[Given information]

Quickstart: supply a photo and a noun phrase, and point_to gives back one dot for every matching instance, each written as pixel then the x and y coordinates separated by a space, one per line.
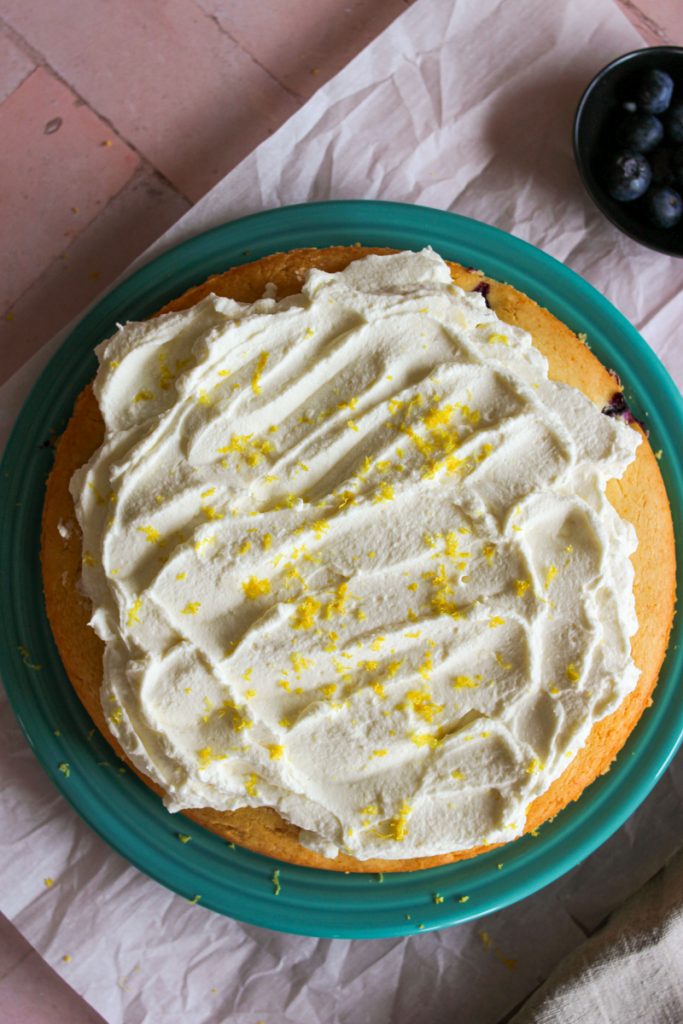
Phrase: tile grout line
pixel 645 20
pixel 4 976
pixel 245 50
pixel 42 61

[/Given information]
[Given information]

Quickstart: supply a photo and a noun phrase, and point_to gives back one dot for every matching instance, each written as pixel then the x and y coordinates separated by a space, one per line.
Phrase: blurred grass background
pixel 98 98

[/Given information]
[Given information]

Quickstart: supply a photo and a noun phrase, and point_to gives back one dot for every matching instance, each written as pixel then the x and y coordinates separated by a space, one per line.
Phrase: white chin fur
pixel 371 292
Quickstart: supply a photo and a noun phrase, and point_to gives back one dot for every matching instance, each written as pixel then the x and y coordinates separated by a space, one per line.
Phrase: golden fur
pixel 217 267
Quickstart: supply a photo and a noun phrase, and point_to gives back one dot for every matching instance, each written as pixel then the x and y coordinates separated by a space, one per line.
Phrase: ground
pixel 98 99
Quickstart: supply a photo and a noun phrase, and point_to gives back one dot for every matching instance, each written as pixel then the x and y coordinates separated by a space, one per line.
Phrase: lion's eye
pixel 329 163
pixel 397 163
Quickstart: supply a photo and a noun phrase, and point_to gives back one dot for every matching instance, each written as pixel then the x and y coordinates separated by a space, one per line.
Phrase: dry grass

[/Given information]

Using the data above, transcribe the lines that run from the line with "Phrase: golden fur" to the line with "Phrase: dry grass", both ends kept, and output nothing else.

Phrase: golden fur
pixel 217 267
Quickstart: supply a photo and a noun phrase, and point_to gives back one dot for every matching instance, each written as pixel then the x and y coordinates separated by a space, one per line.
Phrase: ground
pixel 98 99
Quickstart: supply a photo and a noun phrase, and point_to gives back one dot for every matching instance, each written as pixel then the x and y coordinates separated by a space, one per line.
Phrase: lion's eye
pixel 329 163
pixel 397 163
Quickstart: supply a photo and a noun phrase, and point_to gives back one dot for every matching instance, each written as pixel then the x and y coordinates separated by a space, one per line.
Phrase: dry grass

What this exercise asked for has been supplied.